Assignment:
Reproduce word for word the lines between those holding "Category: bathroom mirror" and "Category: small picture frame", inclusive, and nothing else from the data below.
╭─ Information provided
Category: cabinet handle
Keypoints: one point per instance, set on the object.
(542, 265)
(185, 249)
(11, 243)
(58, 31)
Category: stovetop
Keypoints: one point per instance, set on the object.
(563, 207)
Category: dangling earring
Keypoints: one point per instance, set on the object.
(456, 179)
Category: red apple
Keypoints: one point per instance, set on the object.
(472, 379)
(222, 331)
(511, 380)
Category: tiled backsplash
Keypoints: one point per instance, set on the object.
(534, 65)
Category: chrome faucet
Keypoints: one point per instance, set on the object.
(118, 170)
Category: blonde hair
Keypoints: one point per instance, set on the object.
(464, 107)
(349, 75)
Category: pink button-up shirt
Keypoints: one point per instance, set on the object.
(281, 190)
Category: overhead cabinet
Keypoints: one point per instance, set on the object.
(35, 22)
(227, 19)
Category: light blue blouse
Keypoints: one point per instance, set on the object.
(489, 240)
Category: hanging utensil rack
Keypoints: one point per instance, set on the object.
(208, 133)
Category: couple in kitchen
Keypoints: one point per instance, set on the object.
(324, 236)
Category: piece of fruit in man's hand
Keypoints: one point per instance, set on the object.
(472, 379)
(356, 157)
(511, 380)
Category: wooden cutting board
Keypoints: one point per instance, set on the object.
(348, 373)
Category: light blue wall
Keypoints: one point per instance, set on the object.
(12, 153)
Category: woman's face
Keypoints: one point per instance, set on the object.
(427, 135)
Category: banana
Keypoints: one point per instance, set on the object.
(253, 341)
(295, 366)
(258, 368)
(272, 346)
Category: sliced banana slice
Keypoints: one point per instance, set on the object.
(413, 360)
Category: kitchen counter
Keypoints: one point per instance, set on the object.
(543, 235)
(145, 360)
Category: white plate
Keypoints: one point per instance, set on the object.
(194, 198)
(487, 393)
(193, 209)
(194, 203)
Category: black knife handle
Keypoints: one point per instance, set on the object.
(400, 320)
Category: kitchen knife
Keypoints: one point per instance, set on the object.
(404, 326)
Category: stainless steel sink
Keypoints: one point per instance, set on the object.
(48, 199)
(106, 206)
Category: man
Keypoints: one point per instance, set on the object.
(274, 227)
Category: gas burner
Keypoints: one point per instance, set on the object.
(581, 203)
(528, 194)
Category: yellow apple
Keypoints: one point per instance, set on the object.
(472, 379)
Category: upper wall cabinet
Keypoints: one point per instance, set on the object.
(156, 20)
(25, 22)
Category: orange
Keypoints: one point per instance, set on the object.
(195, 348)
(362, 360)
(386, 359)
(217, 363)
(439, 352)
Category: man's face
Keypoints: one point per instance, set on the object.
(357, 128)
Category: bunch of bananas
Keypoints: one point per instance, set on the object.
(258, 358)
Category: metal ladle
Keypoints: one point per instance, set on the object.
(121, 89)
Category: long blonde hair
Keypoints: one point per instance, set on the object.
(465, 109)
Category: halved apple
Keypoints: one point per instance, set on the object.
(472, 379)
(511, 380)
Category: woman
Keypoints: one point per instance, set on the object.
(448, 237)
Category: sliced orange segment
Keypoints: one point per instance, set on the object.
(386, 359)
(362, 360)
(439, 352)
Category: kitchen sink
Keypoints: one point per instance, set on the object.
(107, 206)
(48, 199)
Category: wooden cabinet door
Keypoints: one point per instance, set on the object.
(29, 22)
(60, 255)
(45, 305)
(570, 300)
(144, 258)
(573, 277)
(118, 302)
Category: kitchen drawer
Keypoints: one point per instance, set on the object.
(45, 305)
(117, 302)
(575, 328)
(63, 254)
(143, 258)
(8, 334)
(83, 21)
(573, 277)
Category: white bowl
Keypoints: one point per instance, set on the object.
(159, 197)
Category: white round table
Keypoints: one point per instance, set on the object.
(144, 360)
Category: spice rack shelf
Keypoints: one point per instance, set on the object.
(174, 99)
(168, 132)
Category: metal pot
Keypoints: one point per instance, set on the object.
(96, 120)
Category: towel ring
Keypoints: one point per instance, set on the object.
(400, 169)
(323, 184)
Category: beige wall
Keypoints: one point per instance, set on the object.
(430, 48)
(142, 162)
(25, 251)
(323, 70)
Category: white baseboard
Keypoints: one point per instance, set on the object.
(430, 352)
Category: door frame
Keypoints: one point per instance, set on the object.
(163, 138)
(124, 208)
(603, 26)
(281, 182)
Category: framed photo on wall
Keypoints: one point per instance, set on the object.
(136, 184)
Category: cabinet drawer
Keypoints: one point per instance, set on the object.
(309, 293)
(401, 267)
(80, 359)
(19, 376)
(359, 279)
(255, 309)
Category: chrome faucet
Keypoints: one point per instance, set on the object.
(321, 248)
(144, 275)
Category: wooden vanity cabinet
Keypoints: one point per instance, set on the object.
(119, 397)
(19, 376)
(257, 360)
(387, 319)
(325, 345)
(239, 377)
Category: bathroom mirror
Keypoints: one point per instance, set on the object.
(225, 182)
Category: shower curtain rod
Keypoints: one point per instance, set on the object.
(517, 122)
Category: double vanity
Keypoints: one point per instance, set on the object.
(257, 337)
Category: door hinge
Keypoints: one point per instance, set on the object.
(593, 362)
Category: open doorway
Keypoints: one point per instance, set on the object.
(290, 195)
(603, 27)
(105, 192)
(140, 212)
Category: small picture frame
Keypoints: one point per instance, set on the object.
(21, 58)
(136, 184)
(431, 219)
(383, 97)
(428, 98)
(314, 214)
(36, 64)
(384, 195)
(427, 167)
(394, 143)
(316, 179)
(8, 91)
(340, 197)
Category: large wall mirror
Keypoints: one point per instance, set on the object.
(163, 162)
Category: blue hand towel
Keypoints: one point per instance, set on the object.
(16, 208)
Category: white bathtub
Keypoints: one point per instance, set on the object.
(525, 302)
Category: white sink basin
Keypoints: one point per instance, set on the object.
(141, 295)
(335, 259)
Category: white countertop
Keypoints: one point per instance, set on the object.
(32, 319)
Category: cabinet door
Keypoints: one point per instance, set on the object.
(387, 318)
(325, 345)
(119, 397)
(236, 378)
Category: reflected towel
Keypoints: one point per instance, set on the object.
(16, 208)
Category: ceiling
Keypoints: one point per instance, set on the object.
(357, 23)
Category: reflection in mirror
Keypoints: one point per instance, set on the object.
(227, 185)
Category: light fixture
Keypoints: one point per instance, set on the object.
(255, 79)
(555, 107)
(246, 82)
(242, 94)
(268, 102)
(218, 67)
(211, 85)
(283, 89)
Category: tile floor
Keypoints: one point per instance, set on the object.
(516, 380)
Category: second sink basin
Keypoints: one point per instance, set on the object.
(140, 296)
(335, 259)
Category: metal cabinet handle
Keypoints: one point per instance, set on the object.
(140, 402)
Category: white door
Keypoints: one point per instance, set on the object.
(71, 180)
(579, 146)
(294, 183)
╰─
Output of the task:
Category: bathroom mirror
Keypoints: one point per instance, set on the object.
(225, 182)
Category: shower curtain rod
Keypoints: one point per instance, set on the object.
(517, 122)
Category: double vanity
Keypoints: one point per instance, set on the object.
(257, 337)
Category: door hinge
Keypoints: one point per instance, set on the object.
(593, 362)
Category: open doorway
Keypoints: one point per instance, set on the object.
(290, 195)
(603, 27)
(105, 192)
(140, 212)
Category: small picture frame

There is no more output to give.